### PAGE EXTRACT:
━━━━━━━━━━━━━━━━

D) A young man invites his live-in lover's ex, with whom the live-in lover has a newborn daughter, to move in with the baby.

If you answered D, you're correct, and not just because it's the only one with neither nefariousness nor ulterior motives on the dramatic menu. All four scenarios involve current or former couples on Days of Our Lives, NBC's sole remaining daytime soap, but only one, Will Horton and Sonny Kiriakis, qualifies as its first gay supercouple.

They stand out from the others in another significant way that has nothing to do with sexual identity: As several Days characters have pointed out, Will and Sonny just might be the happiest couple in Salem, the soap's fictional Midwestern setting.

In the nearly two years since Will and Sonny became "WilSon" (as they're affectionately known by fans), they've weathered the requisite multiple soap storms: blackmail, a murder trial, secrets and lies, homophobia and even a madman's bullet that nearly killed Will. Through each ordeal, they've emerged a little stronger than they were going into it. Now they're facing what might be their greatest challenge yet: marriage. Last month, Will and Sonny said "I do" in daytime's first legal gay wedding and possibly the first in Days history not to be derailed by some tawdry revelation (see A above, the spoiler of Days' last almost-nuptials).

If you're asking the obvious question facing any solid couple - How do they do it? - consider another: How did a show with such strong religious and moral overtones, one with a priest as a romantic lead, one in which a main character was once possessed by Satan himself, one with a leading lady (Melissa Reeves, who plays Will's aunt Jennifer Devereaux) who faced major backlash two years ago for supporting Chick-fil-A on Twitter, become arguably TV's greatest champion of gay romance?

━━━━━━━━━━━━━━━━

### INFORMATION PROVIDED:
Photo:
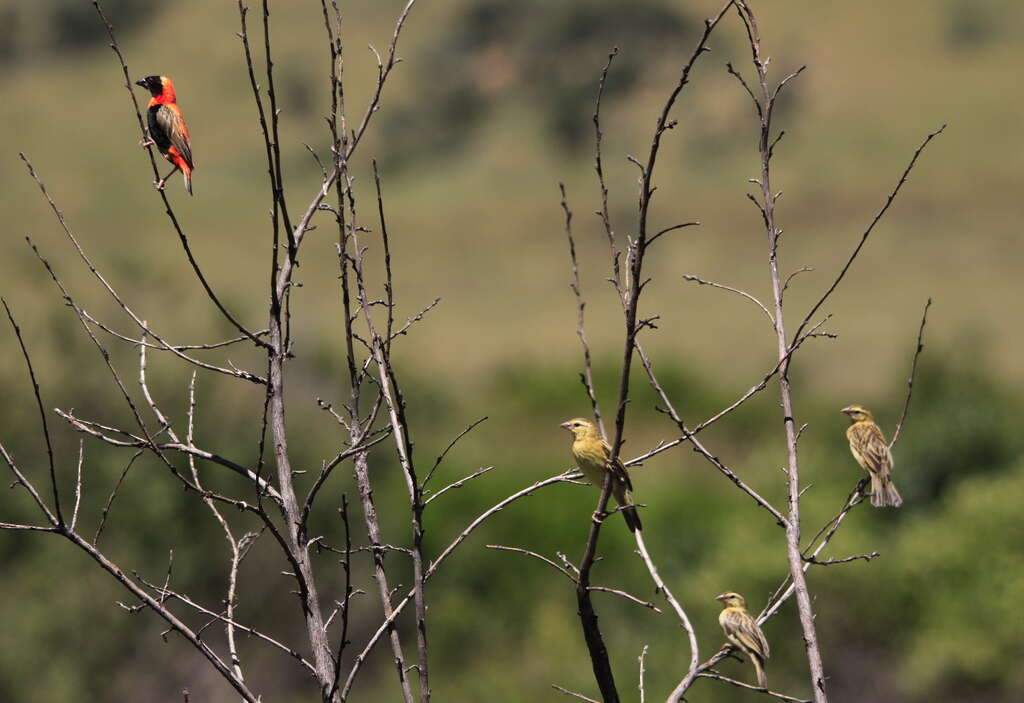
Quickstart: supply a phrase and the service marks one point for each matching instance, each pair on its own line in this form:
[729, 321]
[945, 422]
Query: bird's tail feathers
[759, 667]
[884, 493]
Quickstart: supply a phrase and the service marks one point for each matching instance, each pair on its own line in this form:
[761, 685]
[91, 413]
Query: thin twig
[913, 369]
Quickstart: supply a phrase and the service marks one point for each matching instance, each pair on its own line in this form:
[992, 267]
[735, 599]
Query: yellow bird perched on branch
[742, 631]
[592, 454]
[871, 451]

━━━━━━━━━━━━━━━━

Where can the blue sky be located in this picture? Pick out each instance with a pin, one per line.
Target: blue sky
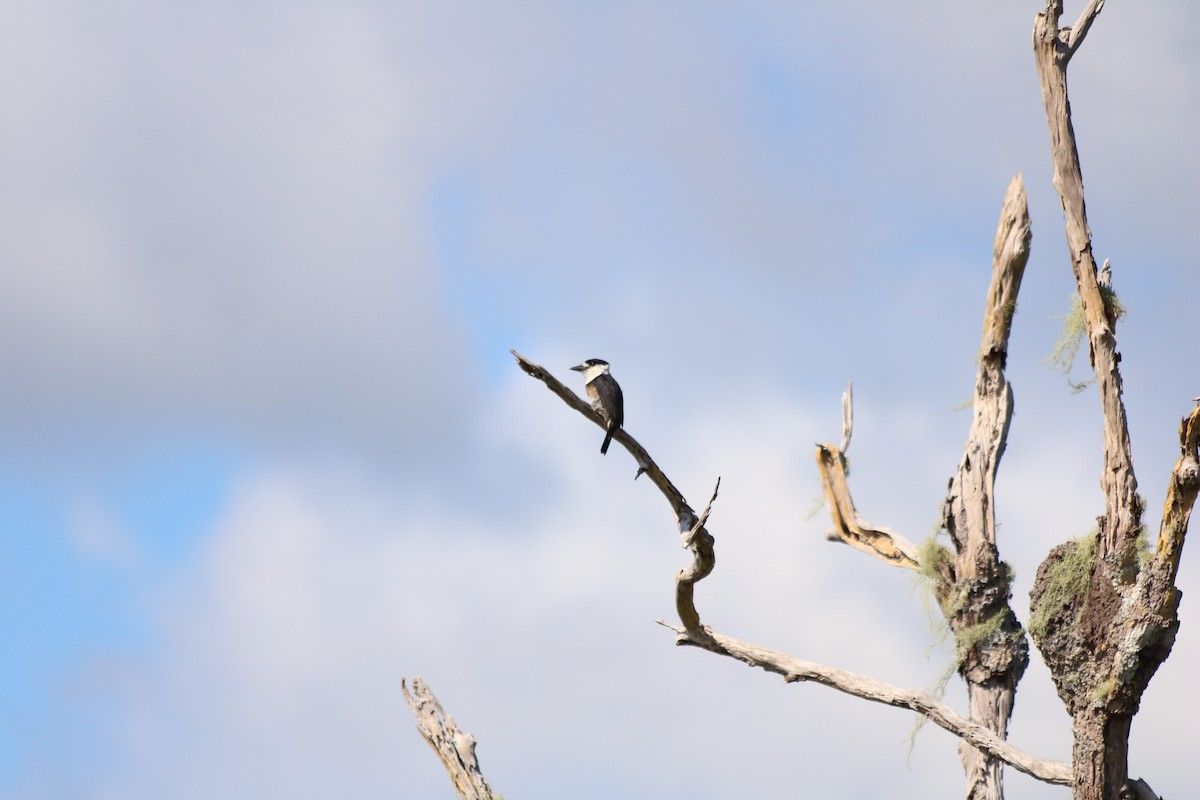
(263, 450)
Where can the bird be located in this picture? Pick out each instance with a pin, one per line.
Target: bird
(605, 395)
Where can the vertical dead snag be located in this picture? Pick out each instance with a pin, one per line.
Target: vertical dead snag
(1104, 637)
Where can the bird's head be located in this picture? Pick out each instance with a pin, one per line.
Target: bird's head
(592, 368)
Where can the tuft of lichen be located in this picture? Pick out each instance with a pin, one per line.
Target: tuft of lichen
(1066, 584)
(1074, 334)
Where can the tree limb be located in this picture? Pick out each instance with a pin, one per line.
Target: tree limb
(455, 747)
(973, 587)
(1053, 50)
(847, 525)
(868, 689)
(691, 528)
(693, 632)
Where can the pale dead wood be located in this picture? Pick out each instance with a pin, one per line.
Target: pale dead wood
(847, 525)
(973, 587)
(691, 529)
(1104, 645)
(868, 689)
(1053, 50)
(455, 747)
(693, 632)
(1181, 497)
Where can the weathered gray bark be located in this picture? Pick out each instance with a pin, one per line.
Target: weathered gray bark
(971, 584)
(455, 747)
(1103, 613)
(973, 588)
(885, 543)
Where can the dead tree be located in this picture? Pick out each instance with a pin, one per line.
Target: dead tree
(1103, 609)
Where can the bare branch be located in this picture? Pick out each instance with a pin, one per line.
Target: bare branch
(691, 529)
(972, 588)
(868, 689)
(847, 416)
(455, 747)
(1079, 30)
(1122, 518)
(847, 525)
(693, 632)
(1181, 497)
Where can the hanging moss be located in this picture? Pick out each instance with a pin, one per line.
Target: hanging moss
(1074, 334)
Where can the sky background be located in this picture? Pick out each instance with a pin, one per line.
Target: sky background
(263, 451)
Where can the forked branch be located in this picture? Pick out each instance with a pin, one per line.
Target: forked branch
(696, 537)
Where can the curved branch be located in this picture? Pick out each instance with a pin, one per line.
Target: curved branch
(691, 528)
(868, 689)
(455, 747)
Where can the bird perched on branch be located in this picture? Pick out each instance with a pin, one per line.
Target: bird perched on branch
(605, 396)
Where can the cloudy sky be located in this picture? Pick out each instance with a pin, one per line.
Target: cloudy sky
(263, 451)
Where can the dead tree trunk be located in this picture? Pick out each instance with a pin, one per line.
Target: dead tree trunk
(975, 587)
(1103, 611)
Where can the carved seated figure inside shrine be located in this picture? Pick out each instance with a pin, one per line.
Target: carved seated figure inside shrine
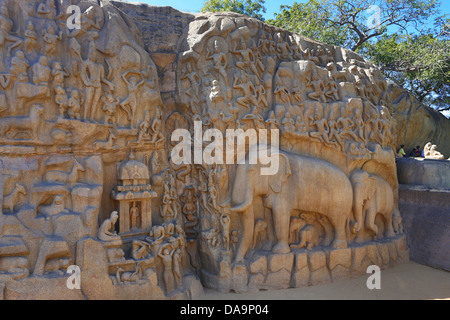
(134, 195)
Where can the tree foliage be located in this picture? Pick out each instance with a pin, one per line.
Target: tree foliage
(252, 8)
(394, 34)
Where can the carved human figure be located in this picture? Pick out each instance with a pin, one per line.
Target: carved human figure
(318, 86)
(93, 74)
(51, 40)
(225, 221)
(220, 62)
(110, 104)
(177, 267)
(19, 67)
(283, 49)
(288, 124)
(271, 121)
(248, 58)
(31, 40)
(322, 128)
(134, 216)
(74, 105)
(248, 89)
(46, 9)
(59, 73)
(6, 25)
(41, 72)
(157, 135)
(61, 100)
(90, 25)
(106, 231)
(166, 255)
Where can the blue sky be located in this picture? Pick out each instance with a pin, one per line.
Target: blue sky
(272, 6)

━━━━━━━━━━━━━━━━

### EXERCISE 1:
Answer these from the article about Days of Our Lives:
(a) What is the name of the show's fictional Midwestern setting?
(b) What nickname do fans use for Will and Sonny?
(c) Which actress plays Jennifer Devereaux?
### EXERCISE 2:
Please collect every line of the records that contains the word "figure".
The article and the records have no connection to each other.

### COMPLETE OUTPUT 1:
(a) Salem
(b) "WilSon"
(c) Melissa Reeves

### COMPLETE OUTPUT 2:
Where can the carved seated figure inside shrine be located in this picture? Pick out each instance with a pin, one per line.
Target: carved seated figure inside shrine
Where can the carved human figure be located in this picture? Pick out each instance with a pin, one per line.
Target: carved human figure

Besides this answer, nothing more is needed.